- **Text segment**
++++++++++++++++++++
What is Traditional Japanese Acupuncture?
The needles used in this technique are smaller and more delicate than the Chinese needles, and it is utterly painless because the insertion of needles is more gentle and superficial. The following methods are used during treatment in our clinic and are uniquely Japanese: they are either clearly of Japanese origin or they are trendy in Japan. Each one is different in character and very effective on its own.
1. Strong emphasis on touch
In addition to using abdominal palpation as a key diagnostic tool, Japanese acupuncturists feel around a lot before needling acupuncture points. Some might even “test” certain points, holding a finger on an acupuncture point while simultaneously pressing another (usually painful) part of the body to see if it alleviates symptoms in that area. A natural outcome of this approach is that there tends to be a lot of interaction between acupuncturists and patients. Feedback is critical to guiding the treatment.
2. Thinner needles
Japanese acupuncturists use very thin needles and insert them very shallowly. It is not uncommon for a patient to feel no needle sensation whatsoever throughout an entire treatment.
++++++++++++++++++++
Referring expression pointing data
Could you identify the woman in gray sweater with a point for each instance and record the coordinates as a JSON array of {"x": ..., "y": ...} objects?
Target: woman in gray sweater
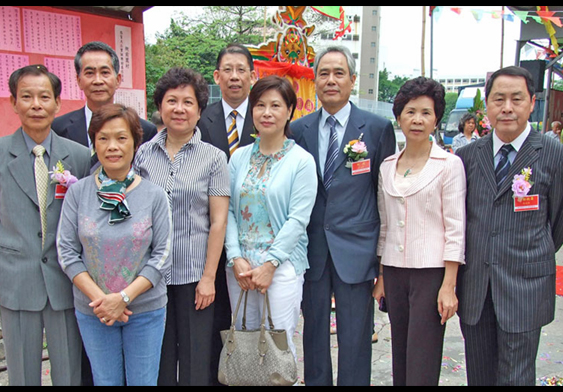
[{"x": 114, "y": 243}]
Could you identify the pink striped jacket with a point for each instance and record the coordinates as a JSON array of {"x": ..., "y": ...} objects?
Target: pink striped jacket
[{"x": 425, "y": 226}]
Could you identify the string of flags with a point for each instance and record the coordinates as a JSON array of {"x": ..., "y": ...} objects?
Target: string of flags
[{"x": 542, "y": 15}]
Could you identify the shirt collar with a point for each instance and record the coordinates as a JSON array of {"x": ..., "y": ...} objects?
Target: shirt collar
[
  {"x": 517, "y": 143},
  {"x": 31, "y": 144},
  {"x": 160, "y": 138},
  {"x": 241, "y": 110}
]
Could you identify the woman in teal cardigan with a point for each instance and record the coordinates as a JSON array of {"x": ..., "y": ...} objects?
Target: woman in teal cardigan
[{"x": 273, "y": 190}]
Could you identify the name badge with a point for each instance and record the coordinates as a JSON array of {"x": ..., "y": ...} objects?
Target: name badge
[
  {"x": 361, "y": 167},
  {"x": 528, "y": 203},
  {"x": 60, "y": 192}
]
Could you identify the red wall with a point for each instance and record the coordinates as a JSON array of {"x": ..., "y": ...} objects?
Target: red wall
[{"x": 92, "y": 28}]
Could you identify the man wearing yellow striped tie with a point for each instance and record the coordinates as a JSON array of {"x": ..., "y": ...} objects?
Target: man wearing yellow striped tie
[
  {"x": 234, "y": 140},
  {"x": 227, "y": 125},
  {"x": 35, "y": 294}
]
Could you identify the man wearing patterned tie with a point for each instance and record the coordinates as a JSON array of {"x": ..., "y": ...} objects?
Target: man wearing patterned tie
[
  {"x": 344, "y": 228},
  {"x": 227, "y": 125},
  {"x": 506, "y": 290},
  {"x": 35, "y": 294}
]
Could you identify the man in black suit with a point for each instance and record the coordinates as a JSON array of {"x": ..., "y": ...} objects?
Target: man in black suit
[
  {"x": 506, "y": 290},
  {"x": 98, "y": 75},
  {"x": 227, "y": 125}
]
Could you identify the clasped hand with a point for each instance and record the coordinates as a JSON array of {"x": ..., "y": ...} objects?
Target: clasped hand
[
  {"x": 111, "y": 309},
  {"x": 250, "y": 279}
]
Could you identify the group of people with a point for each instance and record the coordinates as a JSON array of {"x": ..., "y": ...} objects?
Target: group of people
[{"x": 140, "y": 258}]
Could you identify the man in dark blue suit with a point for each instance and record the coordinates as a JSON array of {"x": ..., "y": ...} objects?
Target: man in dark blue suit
[
  {"x": 344, "y": 228},
  {"x": 98, "y": 75},
  {"x": 506, "y": 290}
]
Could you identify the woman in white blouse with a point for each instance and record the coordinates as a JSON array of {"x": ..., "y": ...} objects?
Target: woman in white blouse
[
  {"x": 422, "y": 243},
  {"x": 195, "y": 177}
]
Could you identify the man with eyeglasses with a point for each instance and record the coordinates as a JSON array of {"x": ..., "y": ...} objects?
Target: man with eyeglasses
[{"x": 228, "y": 125}]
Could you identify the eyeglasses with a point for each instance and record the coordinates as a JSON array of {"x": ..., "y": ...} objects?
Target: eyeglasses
[{"x": 230, "y": 71}]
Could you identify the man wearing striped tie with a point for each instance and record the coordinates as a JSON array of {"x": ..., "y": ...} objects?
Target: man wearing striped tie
[
  {"x": 35, "y": 294},
  {"x": 344, "y": 228},
  {"x": 227, "y": 125},
  {"x": 506, "y": 290}
]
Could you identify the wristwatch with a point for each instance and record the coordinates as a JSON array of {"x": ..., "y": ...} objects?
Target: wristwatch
[{"x": 125, "y": 297}]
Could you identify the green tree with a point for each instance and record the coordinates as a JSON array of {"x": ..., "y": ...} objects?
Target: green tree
[{"x": 195, "y": 42}]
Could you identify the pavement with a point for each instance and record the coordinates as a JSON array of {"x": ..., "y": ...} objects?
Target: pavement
[{"x": 549, "y": 361}]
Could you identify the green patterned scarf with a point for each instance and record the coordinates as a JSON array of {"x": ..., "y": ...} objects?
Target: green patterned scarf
[{"x": 112, "y": 196}]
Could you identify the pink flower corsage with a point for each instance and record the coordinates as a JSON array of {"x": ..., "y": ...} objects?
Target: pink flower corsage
[
  {"x": 521, "y": 184},
  {"x": 61, "y": 176}
]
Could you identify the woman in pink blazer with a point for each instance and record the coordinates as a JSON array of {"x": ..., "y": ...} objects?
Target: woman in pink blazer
[{"x": 422, "y": 242}]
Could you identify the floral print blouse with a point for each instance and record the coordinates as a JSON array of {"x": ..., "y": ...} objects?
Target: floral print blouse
[{"x": 255, "y": 230}]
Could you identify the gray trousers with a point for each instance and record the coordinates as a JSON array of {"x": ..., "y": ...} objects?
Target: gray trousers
[
  {"x": 498, "y": 358},
  {"x": 23, "y": 342}
]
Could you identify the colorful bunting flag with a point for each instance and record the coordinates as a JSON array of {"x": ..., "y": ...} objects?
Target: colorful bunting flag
[
  {"x": 335, "y": 12},
  {"x": 548, "y": 19}
]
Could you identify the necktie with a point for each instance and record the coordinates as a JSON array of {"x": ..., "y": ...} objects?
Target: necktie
[
  {"x": 233, "y": 133},
  {"x": 42, "y": 184},
  {"x": 332, "y": 153},
  {"x": 504, "y": 165}
]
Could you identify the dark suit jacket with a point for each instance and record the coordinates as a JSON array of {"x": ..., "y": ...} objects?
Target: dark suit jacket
[
  {"x": 214, "y": 129},
  {"x": 346, "y": 219},
  {"x": 30, "y": 275},
  {"x": 73, "y": 126},
  {"x": 513, "y": 253}
]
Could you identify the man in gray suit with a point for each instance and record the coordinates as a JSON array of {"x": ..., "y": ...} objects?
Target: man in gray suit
[
  {"x": 507, "y": 289},
  {"x": 34, "y": 292},
  {"x": 344, "y": 227}
]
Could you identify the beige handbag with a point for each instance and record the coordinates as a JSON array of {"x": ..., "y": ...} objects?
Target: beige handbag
[{"x": 256, "y": 358}]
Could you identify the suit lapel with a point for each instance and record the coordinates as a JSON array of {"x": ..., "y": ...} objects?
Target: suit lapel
[
  {"x": 353, "y": 131},
  {"x": 526, "y": 157},
  {"x": 248, "y": 130},
  {"x": 21, "y": 168},
  {"x": 58, "y": 153},
  {"x": 311, "y": 138},
  {"x": 217, "y": 129},
  {"x": 77, "y": 129},
  {"x": 485, "y": 162}
]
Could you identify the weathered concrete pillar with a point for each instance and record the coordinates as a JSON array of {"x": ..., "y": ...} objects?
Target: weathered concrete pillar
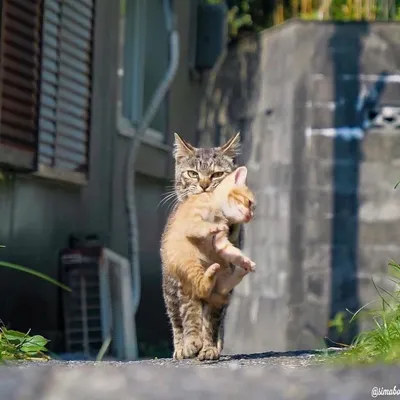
++++++++++++++++++++
- **Instructions**
A. In the text on traditional Japanese acupuncture, how do the needles used compare with Chinese needles?
B. List every practice that the text on traditional Japanese acupuncture attributes to Japanese acupuncturists.

- **Answers for this exercise**
A. They are smaller and more delicate than the Chinese needles.

B.
- Using abdominal palpation as a key diagnostic tool
- Feeling around a lot before needling acupuncture points
- Testing certain points by holding a finger on an acupuncture point while pressing another part of the body
- Using very thin needles
- Inserting the needles very shallowly